### Requirement
Repeat the part of the listing below word for word, from the line with "Can you see the hanging" up to and including the line with "column 148, row 326". Leave out everything else.

### Exercise material

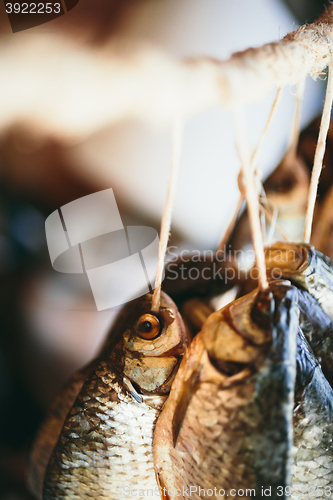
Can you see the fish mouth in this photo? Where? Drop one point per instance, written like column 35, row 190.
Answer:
column 289, row 258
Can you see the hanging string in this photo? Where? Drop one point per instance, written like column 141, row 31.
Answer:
column 254, row 158
column 251, row 195
column 296, row 123
column 167, row 212
column 319, row 154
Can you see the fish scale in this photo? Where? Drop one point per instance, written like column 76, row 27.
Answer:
column 313, row 429
column 119, row 449
column 227, row 424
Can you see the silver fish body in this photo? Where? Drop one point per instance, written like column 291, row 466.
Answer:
column 312, row 468
column 227, row 424
column 103, row 446
column 305, row 267
column 318, row 330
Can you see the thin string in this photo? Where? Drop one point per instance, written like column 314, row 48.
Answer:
column 251, row 196
column 177, row 134
column 254, row 158
column 319, row 154
column 296, row 123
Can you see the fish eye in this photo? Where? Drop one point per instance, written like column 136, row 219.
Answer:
column 148, row 326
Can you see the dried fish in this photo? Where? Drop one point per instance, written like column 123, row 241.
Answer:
column 304, row 266
column 227, row 424
column 312, row 468
column 318, row 330
column 104, row 446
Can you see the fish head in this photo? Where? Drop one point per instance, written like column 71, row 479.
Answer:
column 149, row 346
column 241, row 334
column 288, row 260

### The response
Can you see the hanging string in this photo? Where? Drop one point per instance, written like column 141, row 31.
Answer:
column 254, row 158
column 251, row 195
column 296, row 123
column 167, row 212
column 319, row 154
Can you see the fish scale in this photo? Where? Drop one point per instance, written like column 76, row 27.
Answer:
column 313, row 429
column 119, row 449
column 227, row 424
Can you see the silver fish body in this photo? Where? Drop one point per instance, written like column 291, row 466.
Answer:
column 312, row 468
column 227, row 424
column 103, row 446
column 305, row 267
column 318, row 330
Can you see the thin string in this photo? Where? Drop one point per instance, written like column 314, row 48.
Answer:
column 251, row 196
column 177, row 134
column 254, row 158
column 319, row 154
column 296, row 123
Can you see the fish eye in this photo? Where? Drop one point per instance, written like column 136, row 219.
Answer:
column 148, row 326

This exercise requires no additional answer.